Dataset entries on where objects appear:
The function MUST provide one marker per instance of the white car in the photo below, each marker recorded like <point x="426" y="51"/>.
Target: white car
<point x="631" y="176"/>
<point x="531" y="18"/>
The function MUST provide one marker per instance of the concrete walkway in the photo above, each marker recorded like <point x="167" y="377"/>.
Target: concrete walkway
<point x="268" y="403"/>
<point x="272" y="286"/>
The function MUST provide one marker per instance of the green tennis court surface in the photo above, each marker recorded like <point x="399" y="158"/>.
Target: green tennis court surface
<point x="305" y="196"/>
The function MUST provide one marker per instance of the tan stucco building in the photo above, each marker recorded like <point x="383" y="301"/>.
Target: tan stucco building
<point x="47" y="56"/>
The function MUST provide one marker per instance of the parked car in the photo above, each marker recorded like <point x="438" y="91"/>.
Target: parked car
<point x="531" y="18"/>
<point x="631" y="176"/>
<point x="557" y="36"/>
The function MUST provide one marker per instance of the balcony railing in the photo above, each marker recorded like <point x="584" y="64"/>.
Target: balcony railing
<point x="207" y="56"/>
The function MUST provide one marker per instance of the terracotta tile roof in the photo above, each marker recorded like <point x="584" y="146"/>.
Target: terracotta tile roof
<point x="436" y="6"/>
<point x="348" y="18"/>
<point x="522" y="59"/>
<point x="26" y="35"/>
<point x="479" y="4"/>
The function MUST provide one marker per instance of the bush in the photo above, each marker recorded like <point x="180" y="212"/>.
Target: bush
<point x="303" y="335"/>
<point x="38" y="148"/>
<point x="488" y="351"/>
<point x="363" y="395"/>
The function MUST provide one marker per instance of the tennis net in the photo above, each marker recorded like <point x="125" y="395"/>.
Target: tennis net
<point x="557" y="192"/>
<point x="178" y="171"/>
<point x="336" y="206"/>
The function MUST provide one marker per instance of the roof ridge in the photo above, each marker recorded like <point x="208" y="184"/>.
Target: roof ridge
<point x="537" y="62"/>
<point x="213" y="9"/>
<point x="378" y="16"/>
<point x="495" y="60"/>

WHAT IS NEEDED: Print every one of the entries above verbatim, keeping each line unchanged and in its original order.

WRITTEN ANSWER:
The function MUST provide one marker per instance of the white car in the photo below, each marker recorded like <point x="426" y="51"/>.
Target: white car
<point x="631" y="176"/>
<point x="531" y="18"/>
The function MUST provide one marker per instance of the concrete walkway in the photo above, each marker recorded like <point x="167" y="377"/>.
Target: concrete walkway
<point x="268" y="403"/>
<point x="272" y="286"/>
The function MUST provide one marker per instance of the green tennis court surface in the photo above, each marker recorded like <point x="399" y="158"/>.
Target: green tennis court surface
<point x="305" y="196"/>
The function MUST provide one marker per instance of the tan stucco building in the photo above, each marker recorded like <point x="383" y="301"/>.
Target: tan stucco building
<point x="47" y="56"/>
The function MUST provide one marker per instance of the parked car in the photo above, each marker recorded like <point x="438" y="91"/>.
Target: parked car
<point x="531" y="18"/>
<point x="631" y="176"/>
<point x="557" y="36"/>
The function MUST provide one marker per instance of the balcony railing in the photo above, each marker recorded like <point x="584" y="64"/>.
Target: balcony railing
<point x="207" y="56"/>
The function MUST provide one marker per instance of the terracotta tile roof in the photo above, each marker recorded like <point x="584" y="146"/>.
Target: terracotta tile roof
<point x="436" y="6"/>
<point x="348" y="18"/>
<point x="522" y="59"/>
<point x="26" y="35"/>
<point x="479" y="4"/>
The function MUST provide one marker per instance of the bush in the photo above, each marker recorded like <point x="180" y="212"/>.
Target: bush
<point x="303" y="335"/>
<point x="38" y="148"/>
<point x="488" y="351"/>
<point x="363" y="395"/>
The function MUST provide one marker per instance of the tennis net in the photo above, each marker recorded like <point x="125" y="395"/>.
Target: tennis net
<point x="557" y="192"/>
<point x="178" y="171"/>
<point x="336" y="206"/>
The function MUST provide one marker per instance of the roof ridge in the photo above, each marker recorded like <point x="208" y="184"/>.
Target: roof ridge
<point x="537" y="62"/>
<point x="213" y="9"/>
<point x="378" y="16"/>
<point x="495" y="60"/>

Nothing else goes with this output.